Given instruction> Quote, without change, all of the lines that follow.

****************

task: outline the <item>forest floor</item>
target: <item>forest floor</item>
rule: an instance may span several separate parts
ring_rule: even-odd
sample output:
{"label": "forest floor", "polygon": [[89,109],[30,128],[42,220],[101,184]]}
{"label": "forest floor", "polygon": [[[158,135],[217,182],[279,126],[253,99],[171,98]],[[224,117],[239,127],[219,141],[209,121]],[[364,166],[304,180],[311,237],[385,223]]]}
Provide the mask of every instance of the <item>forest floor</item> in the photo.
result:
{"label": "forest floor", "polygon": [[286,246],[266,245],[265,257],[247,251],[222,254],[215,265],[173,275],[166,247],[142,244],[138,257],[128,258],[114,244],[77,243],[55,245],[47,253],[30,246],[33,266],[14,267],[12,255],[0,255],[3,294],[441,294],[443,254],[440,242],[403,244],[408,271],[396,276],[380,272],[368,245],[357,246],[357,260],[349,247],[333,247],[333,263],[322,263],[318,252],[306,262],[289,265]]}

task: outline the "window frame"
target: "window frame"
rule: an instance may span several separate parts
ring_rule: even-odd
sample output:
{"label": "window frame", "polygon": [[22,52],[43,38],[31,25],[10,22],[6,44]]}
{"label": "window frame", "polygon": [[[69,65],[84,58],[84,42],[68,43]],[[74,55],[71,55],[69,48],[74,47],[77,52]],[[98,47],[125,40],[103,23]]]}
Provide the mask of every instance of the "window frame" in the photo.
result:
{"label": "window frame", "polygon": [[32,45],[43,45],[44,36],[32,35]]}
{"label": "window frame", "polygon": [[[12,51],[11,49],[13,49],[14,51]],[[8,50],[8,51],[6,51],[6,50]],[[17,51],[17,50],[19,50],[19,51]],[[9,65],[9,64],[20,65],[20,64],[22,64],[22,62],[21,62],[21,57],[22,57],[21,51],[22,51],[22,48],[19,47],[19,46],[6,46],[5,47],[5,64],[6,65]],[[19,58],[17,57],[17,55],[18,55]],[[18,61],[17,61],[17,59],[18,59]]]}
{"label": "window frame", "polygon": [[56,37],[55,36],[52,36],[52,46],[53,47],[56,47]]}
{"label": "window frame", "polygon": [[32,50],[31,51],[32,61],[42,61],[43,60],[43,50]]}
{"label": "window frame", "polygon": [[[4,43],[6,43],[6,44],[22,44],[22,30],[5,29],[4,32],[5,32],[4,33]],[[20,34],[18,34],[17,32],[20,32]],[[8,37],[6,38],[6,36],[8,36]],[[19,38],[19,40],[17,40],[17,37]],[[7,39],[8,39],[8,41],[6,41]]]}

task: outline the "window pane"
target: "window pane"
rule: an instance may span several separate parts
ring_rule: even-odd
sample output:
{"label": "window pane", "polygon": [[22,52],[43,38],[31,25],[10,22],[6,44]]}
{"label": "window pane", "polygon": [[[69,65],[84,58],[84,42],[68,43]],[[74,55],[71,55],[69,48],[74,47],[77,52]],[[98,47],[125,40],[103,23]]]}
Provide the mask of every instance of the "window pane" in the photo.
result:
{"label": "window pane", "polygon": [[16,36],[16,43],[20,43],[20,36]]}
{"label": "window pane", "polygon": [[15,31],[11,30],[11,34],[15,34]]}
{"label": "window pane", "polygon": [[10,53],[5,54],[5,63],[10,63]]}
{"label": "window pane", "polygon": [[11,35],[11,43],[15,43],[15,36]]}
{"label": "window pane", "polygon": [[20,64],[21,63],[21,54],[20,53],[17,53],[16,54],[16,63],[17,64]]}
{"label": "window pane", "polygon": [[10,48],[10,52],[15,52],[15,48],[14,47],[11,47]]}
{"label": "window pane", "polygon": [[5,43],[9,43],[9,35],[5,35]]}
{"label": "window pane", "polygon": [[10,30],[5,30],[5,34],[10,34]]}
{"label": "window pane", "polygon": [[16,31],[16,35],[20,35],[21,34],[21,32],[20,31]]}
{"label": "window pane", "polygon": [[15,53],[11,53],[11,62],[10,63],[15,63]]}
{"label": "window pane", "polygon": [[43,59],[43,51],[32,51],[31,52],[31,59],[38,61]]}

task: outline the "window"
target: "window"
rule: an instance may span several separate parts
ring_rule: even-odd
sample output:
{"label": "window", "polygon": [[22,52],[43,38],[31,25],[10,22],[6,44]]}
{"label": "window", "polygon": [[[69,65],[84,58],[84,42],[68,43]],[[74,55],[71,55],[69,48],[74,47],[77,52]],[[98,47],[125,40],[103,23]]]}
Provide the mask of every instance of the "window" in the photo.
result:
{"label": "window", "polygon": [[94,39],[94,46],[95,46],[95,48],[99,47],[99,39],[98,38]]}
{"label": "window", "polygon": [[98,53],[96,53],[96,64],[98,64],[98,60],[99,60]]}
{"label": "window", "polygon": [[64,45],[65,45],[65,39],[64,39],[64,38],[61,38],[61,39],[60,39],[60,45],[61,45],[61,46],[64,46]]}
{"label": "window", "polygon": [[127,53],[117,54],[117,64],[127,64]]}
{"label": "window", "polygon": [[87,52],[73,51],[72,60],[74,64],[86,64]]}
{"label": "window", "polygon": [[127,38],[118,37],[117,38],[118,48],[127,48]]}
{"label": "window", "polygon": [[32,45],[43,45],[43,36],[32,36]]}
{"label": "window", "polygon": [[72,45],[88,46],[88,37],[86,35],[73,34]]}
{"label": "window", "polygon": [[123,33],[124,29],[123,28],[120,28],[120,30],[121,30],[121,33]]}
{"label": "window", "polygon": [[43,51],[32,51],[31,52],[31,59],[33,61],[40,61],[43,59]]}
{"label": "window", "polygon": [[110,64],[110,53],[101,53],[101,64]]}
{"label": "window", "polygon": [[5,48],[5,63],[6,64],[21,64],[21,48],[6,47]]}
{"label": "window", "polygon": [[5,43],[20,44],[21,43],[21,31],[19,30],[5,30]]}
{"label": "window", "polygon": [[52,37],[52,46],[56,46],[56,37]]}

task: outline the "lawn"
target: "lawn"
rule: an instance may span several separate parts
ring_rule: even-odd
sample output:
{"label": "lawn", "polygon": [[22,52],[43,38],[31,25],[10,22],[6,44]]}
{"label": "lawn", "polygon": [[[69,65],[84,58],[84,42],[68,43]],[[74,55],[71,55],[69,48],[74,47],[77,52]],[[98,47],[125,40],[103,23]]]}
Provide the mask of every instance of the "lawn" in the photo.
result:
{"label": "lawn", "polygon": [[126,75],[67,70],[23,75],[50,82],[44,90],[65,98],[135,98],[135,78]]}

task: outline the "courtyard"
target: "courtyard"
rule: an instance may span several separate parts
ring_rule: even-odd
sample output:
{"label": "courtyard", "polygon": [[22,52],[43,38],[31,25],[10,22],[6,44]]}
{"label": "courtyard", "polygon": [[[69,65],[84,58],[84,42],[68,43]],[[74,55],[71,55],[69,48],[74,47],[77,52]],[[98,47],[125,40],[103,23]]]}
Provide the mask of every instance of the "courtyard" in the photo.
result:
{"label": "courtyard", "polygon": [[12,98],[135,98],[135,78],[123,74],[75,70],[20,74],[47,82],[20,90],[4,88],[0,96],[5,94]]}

****************

Solution>
task: outline the <item>forest floor</item>
target: <item>forest floor</item>
rule: an instance may span several separate parts
ring_rule: even-odd
sample output:
{"label": "forest floor", "polygon": [[89,109],[30,128],[42,220],[101,184]]}
{"label": "forest floor", "polygon": [[[158,135],[217,182],[279,126],[253,99],[171,98]],[[224,117],[239,127],[219,141],[209,121]],[[364,166],[304,180],[311,237],[385,223]]]}
Provide the mask of every instance of the <item>forest floor</item> in the photo.
result:
{"label": "forest floor", "polygon": [[286,246],[266,245],[265,257],[247,251],[222,254],[215,265],[173,275],[166,247],[142,244],[138,257],[128,258],[114,244],[77,243],[55,245],[47,253],[30,246],[33,266],[14,267],[12,255],[0,255],[3,294],[441,294],[443,254],[440,242],[403,244],[408,271],[396,276],[380,272],[368,245],[357,246],[357,260],[349,247],[333,247],[333,263],[322,263],[318,252],[306,262],[289,265]]}

task: outline the "window frame"
target: "window frame"
rule: an instance may span several separate parts
ring_rule: even-odd
sample output:
{"label": "window frame", "polygon": [[22,52],[43,38],[31,25],[10,22],[6,44]]}
{"label": "window frame", "polygon": [[[69,65],[84,58],[84,42],[68,43]],[[74,55],[71,55],[69,48],[74,47],[77,52]],[[98,47],[125,40],[103,23]]]}
Provide the mask of every instance of the "window frame" in the photo.
result:
{"label": "window frame", "polygon": [[32,45],[43,45],[44,36],[32,35]]}
{"label": "window frame", "polygon": [[[12,51],[11,49],[13,49],[14,51]],[[8,50],[8,51],[6,51],[6,50]],[[17,51],[17,50],[19,50],[19,51]],[[9,65],[9,64],[20,65],[20,64],[22,64],[22,62],[21,62],[21,57],[22,57],[21,51],[22,51],[22,48],[19,47],[19,46],[6,46],[5,47],[5,64],[6,65]],[[19,58],[17,57],[17,55],[18,55]],[[18,61],[17,61],[17,59],[18,59]]]}
{"label": "window frame", "polygon": [[56,37],[55,36],[52,36],[52,46],[53,47],[56,47]]}
{"label": "window frame", "polygon": [[32,50],[31,51],[32,61],[42,61],[43,60],[43,50]]}
{"label": "window frame", "polygon": [[[4,43],[6,43],[6,44],[22,44],[22,30],[5,29],[4,32],[5,32],[4,33]],[[20,34],[18,34],[17,32],[20,32]],[[8,37],[6,38],[6,36],[8,36]],[[19,38],[19,40],[17,40],[17,37]],[[7,39],[8,39],[8,41],[6,41]]]}

task: outline the "window pane"
target: "window pane"
rule: an instance may span several separate parts
ring_rule: even-odd
sample output:
{"label": "window pane", "polygon": [[22,52],[43,38],[31,25],[10,22],[6,44]]}
{"label": "window pane", "polygon": [[[69,65],[84,58],[84,42],[68,43]],[[74,55],[71,55],[69,48],[74,47],[77,52]],[[98,47],[125,40],[103,23]]]}
Provide the mask of every instance of the "window pane" in the photo.
result:
{"label": "window pane", "polygon": [[16,36],[16,43],[20,43],[20,36]]}
{"label": "window pane", "polygon": [[15,31],[11,30],[11,34],[15,34]]}
{"label": "window pane", "polygon": [[10,53],[5,54],[5,63],[10,63]]}
{"label": "window pane", "polygon": [[11,35],[11,43],[15,43],[15,36]]}
{"label": "window pane", "polygon": [[20,64],[21,63],[21,54],[20,53],[17,53],[16,54],[16,63],[17,64]]}
{"label": "window pane", "polygon": [[10,48],[10,52],[15,52],[15,48],[14,47],[11,47]]}
{"label": "window pane", "polygon": [[5,43],[9,43],[9,35],[5,35]]}
{"label": "window pane", "polygon": [[10,30],[5,30],[5,34],[10,34]]}
{"label": "window pane", "polygon": [[16,31],[16,35],[20,35],[21,34],[21,32],[20,31]]}
{"label": "window pane", "polygon": [[15,53],[11,53],[11,62],[10,63],[15,63]]}
{"label": "window pane", "polygon": [[43,59],[43,51],[32,51],[31,52],[31,59],[38,61]]}

task: outline the "window"
target: "window"
rule: an instance may span several separate parts
ring_rule: even-odd
sample output:
{"label": "window", "polygon": [[22,52],[43,38],[31,25],[10,22],[6,44]]}
{"label": "window", "polygon": [[[69,65],[84,58],[84,42],[68,43]],[[74,55],[71,55],[69,48],[74,47],[77,52]],[[98,47],[125,40],[103,23]]]}
Provide the mask of every instance of the "window" in the photo.
result:
{"label": "window", "polygon": [[94,39],[94,46],[95,46],[95,48],[99,47],[99,39],[98,38]]}
{"label": "window", "polygon": [[98,53],[96,53],[96,64],[98,64],[98,60],[99,60]]}
{"label": "window", "polygon": [[64,45],[65,45],[65,39],[64,39],[64,38],[61,38],[61,39],[60,39],[60,45],[61,45],[61,46],[64,46]]}
{"label": "window", "polygon": [[127,53],[117,54],[117,64],[127,64]]}
{"label": "window", "polygon": [[87,52],[73,51],[72,60],[74,64],[86,64]]}
{"label": "window", "polygon": [[127,38],[118,37],[117,38],[118,48],[127,48]]}
{"label": "window", "polygon": [[32,45],[43,45],[43,36],[32,36]]}
{"label": "window", "polygon": [[72,45],[88,46],[88,37],[86,35],[73,34]]}
{"label": "window", "polygon": [[123,33],[124,29],[123,28],[120,28],[120,30],[121,30],[121,33]]}
{"label": "window", "polygon": [[43,51],[32,51],[31,52],[31,59],[33,61],[40,61],[43,59]]}
{"label": "window", "polygon": [[110,64],[110,53],[101,53],[101,64]]}
{"label": "window", "polygon": [[5,48],[5,63],[6,64],[21,64],[21,48],[6,47]]}
{"label": "window", "polygon": [[5,43],[20,44],[21,43],[21,31],[19,30],[5,30]]}
{"label": "window", "polygon": [[52,37],[52,46],[56,46],[56,37]]}

task: outline the "lawn"
target: "lawn"
rule: an instance may span several separate parts
ring_rule: even-odd
sample output:
{"label": "lawn", "polygon": [[22,52],[43,38],[31,25],[10,22],[6,44]]}
{"label": "lawn", "polygon": [[[69,65],[84,58],[84,42],[68,43]],[[74,55],[71,55],[69,48],[74,47],[77,52]],[[98,47],[125,40],[103,23]]]}
Provide the mask of every instance of the "lawn" in the photo.
result:
{"label": "lawn", "polygon": [[126,75],[67,70],[23,75],[50,82],[44,90],[65,98],[135,98],[135,78]]}

task: outline the "courtyard"
target: "courtyard"
rule: an instance may span several separate parts
ring_rule: even-odd
sample output:
{"label": "courtyard", "polygon": [[22,52],[43,38],[31,25],[10,22],[6,44]]}
{"label": "courtyard", "polygon": [[[69,65],[84,58],[84,42],[68,43]],[[74,55],[71,55],[69,48],[74,47],[77,52]],[[98,47],[125,40],[103,23]]]}
Provide the mask of every instance of the "courtyard" in the photo.
result:
{"label": "courtyard", "polygon": [[12,98],[135,98],[135,78],[123,74],[75,70],[20,74],[47,82],[20,90],[4,88],[0,96],[5,94]]}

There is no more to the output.